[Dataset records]

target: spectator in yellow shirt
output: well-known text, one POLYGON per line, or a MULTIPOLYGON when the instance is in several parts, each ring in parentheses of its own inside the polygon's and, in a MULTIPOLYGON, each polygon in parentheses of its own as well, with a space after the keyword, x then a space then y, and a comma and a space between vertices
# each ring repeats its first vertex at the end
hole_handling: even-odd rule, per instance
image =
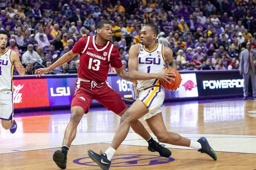
POLYGON ((54 29, 51 32, 51 35, 53 37, 55 37, 58 35, 59 31, 59 25, 58 24, 55 24, 53 26, 54 29))
POLYGON ((247 39, 248 41, 250 42, 251 42, 251 40, 253 40, 253 36, 251 35, 251 34, 248 32, 248 29, 245 29, 245 32, 243 33, 242 36, 244 37, 245 39, 247 39))
POLYGON ((62 36, 62 39, 60 40, 62 42, 63 47, 68 45, 68 34, 64 33, 62 36))
POLYGON ((127 30, 127 32, 130 33, 134 29, 134 28, 131 25, 131 22, 129 21, 128 24, 127 24, 127 26, 126 27, 126 29, 127 30))
POLYGON ((185 24, 184 20, 181 19, 180 20, 180 24, 179 24, 179 28, 180 29, 180 31, 181 32, 186 32, 186 30, 188 29, 188 27, 186 24, 185 24))
POLYGON ((114 8, 114 10, 115 11, 117 8, 119 8, 118 12, 125 12, 125 9, 124 7, 121 5, 121 2, 120 1, 118 1, 117 2, 117 5, 115 6, 114 8))
POLYGON ((121 39, 121 28, 115 25, 113 21, 111 21, 112 26, 112 36, 116 38, 116 40, 120 40, 121 39))

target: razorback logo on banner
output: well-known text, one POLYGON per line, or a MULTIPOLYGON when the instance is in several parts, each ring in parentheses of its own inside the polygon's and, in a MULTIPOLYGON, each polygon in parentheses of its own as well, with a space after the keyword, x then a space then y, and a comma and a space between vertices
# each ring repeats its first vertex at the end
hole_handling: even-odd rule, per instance
POLYGON ((46 79, 13 80, 14 108, 49 106, 46 79))

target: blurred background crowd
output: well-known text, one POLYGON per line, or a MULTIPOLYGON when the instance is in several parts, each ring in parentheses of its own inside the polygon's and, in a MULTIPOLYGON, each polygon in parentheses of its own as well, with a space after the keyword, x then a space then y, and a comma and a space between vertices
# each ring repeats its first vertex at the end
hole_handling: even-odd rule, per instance
MULTIPOLYGON (((149 23, 158 26, 157 41, 173 50, 179 70, 238 69, 246 43, 256 48, 256 0, 0 0, 0 29, 8 32, 7 47, 28 74, 50 66, 80 38, 96 35, 102 19, 112 25, 126 69, 130 48, 149 23)), ((50 73, 75 73, 79 58, 50 73)))

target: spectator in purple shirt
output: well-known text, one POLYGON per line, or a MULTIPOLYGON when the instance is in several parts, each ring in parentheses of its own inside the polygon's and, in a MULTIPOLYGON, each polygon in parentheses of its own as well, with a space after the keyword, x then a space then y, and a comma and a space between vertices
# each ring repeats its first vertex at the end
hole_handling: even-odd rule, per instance
POLYGON ((193 51, 193 50, 191 47, 188 47, 187 48, 186 53, 186 61, 191 62, 194 60, 193 55, 194 54, 194 52, 193 51))
POLYGON ((193 49, 194 48, 194 44, 192 42, 191 36, 188 37, 188 39, 186 42, 186 44, 187 45, 187 48, 191 47, 193 49))

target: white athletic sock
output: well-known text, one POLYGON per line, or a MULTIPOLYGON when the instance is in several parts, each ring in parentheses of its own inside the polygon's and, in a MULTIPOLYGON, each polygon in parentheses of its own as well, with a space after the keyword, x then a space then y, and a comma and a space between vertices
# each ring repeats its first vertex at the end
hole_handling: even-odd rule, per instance
POLYGON ((62 146, 61 147, 63 147, 63 146, 66 146, 66 147, 67 147, 68 148, 68 149, 69 149, 69 147, 68 147, 68 146, 67 146, 66 145, 63 145, 63 146, 62 146))
POLYGON ((191 140, 190 145, 189 147, 197 150, 202 148, 202 146, 200 143, 192 140, 191 140))
POLYGON ((108 149, 107 149, 106 152, 105 152, 105 153, 107 155, 107 159, 110 161, 111 160, 112 157, 114 155, 114 154, 115 153, 115 149, 111 146, 110 146, 108 149))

**What the task requires**
Please reproduce the lines of the records between the line holding "target: white athletic sock" and the end of the records, inclusive.

**Solution below**
target: white athletic sock
output: well-known text, one POLYGON per line, or a MULTIPOLYGON when the instance is in several parts, each ring in parentheses of its own inside the polygon's and, in a MULTIPOLYGON, each polygon in parentheses of its own as well, with a space after the keyword, x then a space then y, and a comma and a space between vertices
# each ring repeats its first vertex at the end
hole_handling: even-odd rule, per instance
POLYGON ((62 146, 61 147, 63 147, 63 146, 66 146, 66 147, 67 147, 68 148, 68 149, 69 149, 69 147, 68 147, 68 146, 67 146, 66 145, 63 145, 63 146, 62 146))
POLYGON ((191 140, 190 145, 189 147, 197 150, 202 148, 202 146, 200 143, 192 140, 191 140))
POLYGON ((108 149, 107 149, 106 152, 105 152, 105 153, 107 155, 107 159, 110 161, 111 160, 112 157, 114 155, 114 154, 115 153, 115 149, 111 146, 110 146, 108 149))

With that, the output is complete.